- **WHAT YOU WILL DO**: Your reply should be an exact copy of the lines from the one that holds "positive clicks: (291, 15) (318, 7) (288, 17)" to the end of the data below.
==== EXERCISE MATERIAL ====
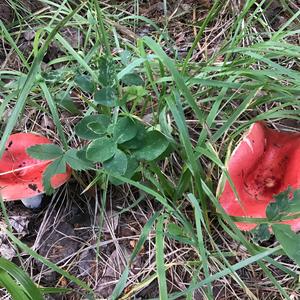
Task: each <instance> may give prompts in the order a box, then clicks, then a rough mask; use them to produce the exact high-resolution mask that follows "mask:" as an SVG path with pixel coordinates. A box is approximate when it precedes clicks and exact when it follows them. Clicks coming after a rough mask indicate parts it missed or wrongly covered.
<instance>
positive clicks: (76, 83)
mask: <svg viewBox="0 0 300 300" xmlns="http://www.w3.org/2000/svg"><path fill="white" fill-rule="evenodd" d="M74 81H75V83H76V84H77V85H78V86H79V87H80V89H81V90H82V91H83V92H86V93H90V94H92V93H93V92H94V91H95V88H96V86H95V83H94V82H93V80H92V78H91V77H90V76H87V75H77V76H76V77H75V79H74Z"/></svg>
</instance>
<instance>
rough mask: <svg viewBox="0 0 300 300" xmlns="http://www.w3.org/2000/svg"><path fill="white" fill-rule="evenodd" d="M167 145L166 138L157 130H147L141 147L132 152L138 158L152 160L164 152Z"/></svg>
mask: <svg viewBox="0 0 300 300" xmlns="http://www.w3.org/2000/svg"><path fill="white" fill-rule="evenodd" d="M168 146H169V142H168V140H167V139H166V138H165V136H164V135H163V134H161V133H160V132H159V131H157V130H153V131H149V132H147V134H146V136H145V138H144V143H143V145H142V146H141V148H139V149H137V150H135V151H134V152H133V153H134V155H135V157H136V158H137V159H138V160H146V161H152V160H154V159H156V158H158V157H159V156H160V155H161V154H162V153H164V152H165V151H166V150H167V148H168Z"/></svg>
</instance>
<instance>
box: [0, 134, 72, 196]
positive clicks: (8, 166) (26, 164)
mask: <svg viewBox="0 0 300 300" xmlns="http://www.w3.org/2000/svg"><path fill="white" fill-rule="evenodd" d="M38 144H51V141H50V140H48V139H47V138H45V137H43V136H40V135H37V134H33V133H16V134H12V135H11V136H10V137H9V138H8V141H7V143H6V148H5V152H4V154H3V156H2V157H1V159H0V193H1V196H2V198H3V200H5V201H10V200H20V199H24V198H29V197H33V196H36V195H38V194H41V193H43V191H44V188H43V181H42V176H43V173H44V171H45V169H46V168H47V166H48V165H49V164H50V163H51V160H38V159H35V158H32V157H30V156H29V155H28V154H27V152H26V149H27V148H28V147H31V146H33V145H38ZM70 176H71V168H70V167H69V166H67V170H66V173H64V174H57V175H54V176H53V177H52V178H51V185H52V187H53V188H57V187H59V186H61V185H62V184H64V183H65V182H66V181H67V180H68V179H69V178H70Z"/></svg>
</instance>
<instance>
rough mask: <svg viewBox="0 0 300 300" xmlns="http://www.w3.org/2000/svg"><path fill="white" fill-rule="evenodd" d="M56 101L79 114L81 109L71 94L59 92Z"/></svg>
mask: <svg viewBox="0 0 300 300" xmlns="http://www.w3.org/2000/svg"><path fill="white" fill-rule="evenodd" d="M55 101H56V102H57V104H58V105H59V106H60V107H62V108H64V109H65V110H67V111H68V112H70V113H71V114H74V115H75V114H76V115H79V114H80V111H79V109H78V108H77V106H76V104H75V103H74V101H73V99H72V98H71V97H70V95H68V94H67V95H64V93H58V95H56V97H55Z"/></svg>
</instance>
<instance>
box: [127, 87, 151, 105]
mask: <svg viewBox="0 0 300 300" xmlns="http://www.w3.org/2000/svg"><path fill="white" fill-rule="evenodd" d="M124 91H125V93H126V101H131V100H134V99H137V98H139V99H140V98H142V97H144V96H146V95H147V94H148V92H147V90H146V89H145V88H144V87H142V86H135V85H132V86H128V87H124Z"/></svg>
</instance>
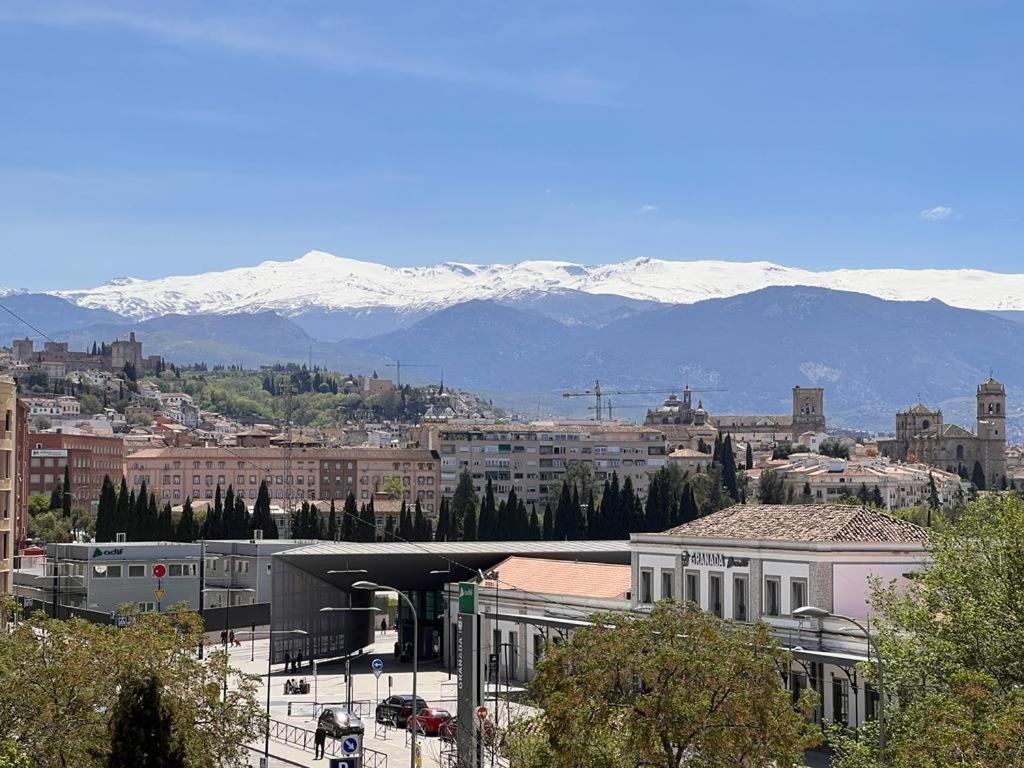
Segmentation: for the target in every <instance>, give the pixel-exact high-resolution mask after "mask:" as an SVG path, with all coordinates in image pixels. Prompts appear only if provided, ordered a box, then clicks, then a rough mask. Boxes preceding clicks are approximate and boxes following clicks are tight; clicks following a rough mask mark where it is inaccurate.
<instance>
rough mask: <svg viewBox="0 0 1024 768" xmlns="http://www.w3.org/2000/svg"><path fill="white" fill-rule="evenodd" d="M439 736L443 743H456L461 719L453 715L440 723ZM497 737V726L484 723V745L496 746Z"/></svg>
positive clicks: (457, 737)
mask: <svg viewBox="0 0 1024 768" xmlns="http://www.w3.org/2000/svg"><path fill="white" fill-rule="evenodd" d="M437 735H438V736H440V739H441V740H442V741H455V740H456V738H458V736H459V719H458V718H457V717H455V716H454V715H453V716H452V717H450V718H449V719H447V720H445V721H443V722H441V723H439V724H438V725H437ZM497 736H498V730H497V729H496V728H495V724H494V723H493V722H490V721H489V720H486V721H484V723H483V737H484V743H485V744H486V745H487V746H494V744H495V740H496V737H497Z"/></svg>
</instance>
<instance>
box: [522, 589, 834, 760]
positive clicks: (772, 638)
mask: <svg viewBox="0 0 1024 768" xmlns="http://www.w3.org/2000/svg"><path fill="white" fill-rule="evenodd" d="M593 621H594V625H593V626H592V627H589V628H586V629H583V630H579V631H577V632H575V633H573V635H572V636H571V637H570V638H569V639H568V640H567V641H566V642H563V643H561V644H560V645H556V646H549V649H548V652H547V653H546V654H545V656H544V658H543V659H542V660H541V662H540V664H539V665H538V670H537V675H536V677H535V679H534V680H532V681H531V682H530V684H529V694H530V699H531V700H530V703H532V705H535V706H536V707H537V709H538V713H539V714H537V715H535V716H532V717H531V718H528V719H526V720H523V721H520V722H518V723H516V724H514V725H513V726H512V727H511V728H510V729H509V731H508V732H507V733H506V734H505V738H504V751H505V753H506V757H507V758H508V759H509V760H510V762H511V764H512V765H516V766H519V767H520V768H541V766H545V767H546V768H604V767H605V766H613V765H626V766H651V767H652V768H653V767H654V766H662V767H664V768H683V767H684V766H708V767H709V768H710V767H712V766H767V765H778V766H793V765H797V764H798V763H801V761H802V758H803V753H804V751H805V749H807V748H809V746H811V745H813V744H814V743H815V742H816V741H817V740H818V739H819V736H818V734H817V732H816V728H815V727H814V726H813V725H811V724H809V723H808V722H807V721H806V720H805V717H804V716H805V714H807V713H809V712H811V711H812V709H813V707H814V706H815V703H816V700H815V698H816V697H815V694H814V693H813V692H811V691H805V692H804V694H802V698H801V701H800V708H799V710H795V709H794V707H793V703H792V701H791V694H790V692H788V691H786V690H785V689H784V688H783V687H782V686H781V685H779V678H778V669H779V666H783V665H785V664H787V662H786V655H785V654H784V653H783V652H782V651H780V650H779V648H778V646H777V644H776V643H775V641H774V639H773V638H772V636H771V632H770V630H769V629H768V628H767V627H766V626H764V625H758V626H756V627H754V628H738V627H732V628H726V626H725V625H724V624H723V623H722V622H721V621H720V620H718V618H716V617H714V616H712V615H710V614H708V613H705V612H702V611H698V610H692V609H690V608H687V607H685V606H683V605H680V604H679V603H675V602H672V601H665V602H662V603H658V604H657V605H656V606H654V608H653V610H652V611H651V613H650V614H649V615H646V616H633V615H624V614H622V613H616V614H613V615H612V614H607V615H598V616H595V617H594V618H593ZM738 681H741V684H737V682H738Z"/></svg>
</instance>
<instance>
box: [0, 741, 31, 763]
mask: <svg viewBox="0 0 1024 768" xmlns="http://www.w3.org/2000/svg"><path fill="white" fill-rule="evenodd" d="M35 766H36V764H35V763H33V762H32V760H30V759H29V756H28V755H26V754H25V753H24V752H22V751H20V750H19V749H17V743H15V742H14V741H11V740H10V739H6V738H4V739H0V768H35Z"/></svg>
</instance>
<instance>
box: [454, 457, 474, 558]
mask: <svg viewBox="0 0 1024 768" xmlns="http://www.w3.org/2000/svg"><path fill="white" fill-rule="evenodd" d="M449 525H450V531H451V532H450V536H449V541H456V540H457V539H459V538H460V537H461V538H462V540H463V541H466V542H472V541H475V540H476V489H475V488H474V487H473V477H472V476H471V475H470V474H469V472H467V471H466V470H463V471H462V473H461V474H460V475H459V484H458V485H457V486H456V489H455V494H454V495H453V496H452V505H451V507H450V508H449Z"/></svg>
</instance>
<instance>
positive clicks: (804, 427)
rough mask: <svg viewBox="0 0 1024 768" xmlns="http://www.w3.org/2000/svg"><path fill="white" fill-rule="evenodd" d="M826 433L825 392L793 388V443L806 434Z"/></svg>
mask: <svg viewBox="0 0 1024 768" xmlns="http://www.w3.org/2000/svg"><path fill="white" fill-rule="evenodd" d="M824 431H825V390H824V389H822V388H821V387H802V386H800V385H799V384H798V385H797V386H795V387H794V388H793V441H794V442H797V441H799V440H800V435H802V434H803V433H804V432H824Z"/></svg>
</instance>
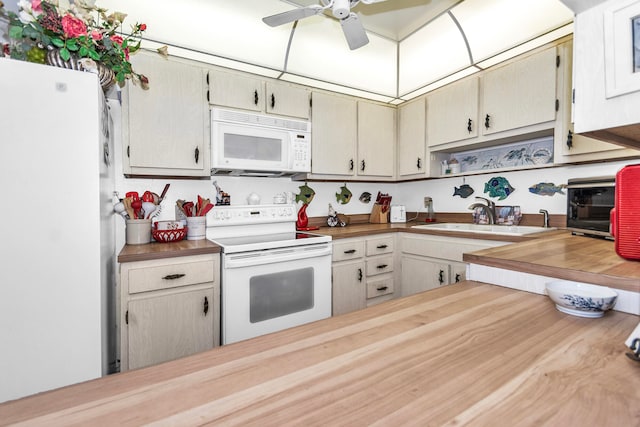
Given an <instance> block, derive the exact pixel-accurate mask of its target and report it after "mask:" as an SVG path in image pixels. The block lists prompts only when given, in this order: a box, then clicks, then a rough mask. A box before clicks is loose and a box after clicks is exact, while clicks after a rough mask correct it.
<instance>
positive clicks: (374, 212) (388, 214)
mask: <svg viewBox="0 0 640 427" xmlns="http://www.w3.org/2000/svg"><path fill="white" fill-rule="evenodd" d="M387 207H388V206H387ZM369 222H370V223H371V224H386V223H387V222H389V211H388V210H387V211H386V212H382V206H380V205H379V204H377V203H375V204H374V205H373V209H371V215H369Z"/></svg>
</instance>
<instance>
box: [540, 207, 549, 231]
mask: <svg viewBox="0 0 640 427" xmlns="http://www.w3.org/2000/svg"><path fill="white" fill-rule="evenodd" d="M539 212H540V213H541V214H542V215H543V216H542V218H543V221H544V228H549V211H546V210H544V209H540V211H539Z"/></svg>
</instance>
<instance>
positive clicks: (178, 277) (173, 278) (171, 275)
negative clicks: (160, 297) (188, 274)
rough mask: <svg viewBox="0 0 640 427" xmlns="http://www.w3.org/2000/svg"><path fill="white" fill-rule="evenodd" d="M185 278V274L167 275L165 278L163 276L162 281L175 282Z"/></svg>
mask: <svg viewBox="0 0 640 427" xmlns="http://www.w3.org/2000/svg"><path fill="white" fill-rule="evenodd" d="M184 276H186V274H182V273H178V274H167V275H166V276H164V277H163V278H162V279H163V280H176V279H179V278H181V277H184Z"/></svg>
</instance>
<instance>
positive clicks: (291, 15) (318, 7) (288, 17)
mask: <svg viewBox="0 0 640 427" xmlns="http://www.w3.org/2000/svg"><path fill="white" fill-rule="evenodd" d="M324 9H325V8H324V7H322V6H320V5H317V4H316V5H311V6H309V7H302V8H299V9H293V10H289V11H287V12H282V13H277V14H275V15H271V16H266V17H264V18H262V22H264V23H265V24H267V25H269V26H271V27H277V26H278V25H282V24H288V23H289V22H293V21H297V20H299V19H302V18H308V17H309V16H313V15H318V14H319V13H322V11H323V10H324Z"/></svg>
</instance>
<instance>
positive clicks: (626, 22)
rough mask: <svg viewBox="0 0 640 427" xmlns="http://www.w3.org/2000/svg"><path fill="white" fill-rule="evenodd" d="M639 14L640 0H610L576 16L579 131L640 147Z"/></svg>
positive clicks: (639, 147) (622, 143) (631, 146)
====
- **SOLUTION**:
positive clicks: (291, 15) (318, 7) (288, 17)
mask: <svg viewBox="0 0 640 427" xmlns="http://www.w3.org/2000/svg"><path fill="white" fill-rule="evenodd" d="M324 9H325V8H324V7H322V6H320V5H317V4H316V5H311V6H309V7H302V8H299V9H293V10H289V11H287V12H282V13H277V14H275V15H271V16H266V17H264V18H262V22H264V23H265V24H267V25H269V26H271V27H277V26H278V25H282V24H288V23H289V22H293V21H297V20H299V19H302V18H308V17H309V16H313V15H318V14H319V13H322V11H323V10H324Z"/></svg>
</instance>
<instance>
positive clicks: (626, 22)
rough mask: <svg viewBox="0 0 640 427" xmlns="http://www.w3.org/2000/svg"><path fill="white" fill-rule="evenodd" d="M639 14L640 0H610L576 16L579 131L640 147Z"/></svg>
positive clicks: (639, 147) (622, 143) (631, 146)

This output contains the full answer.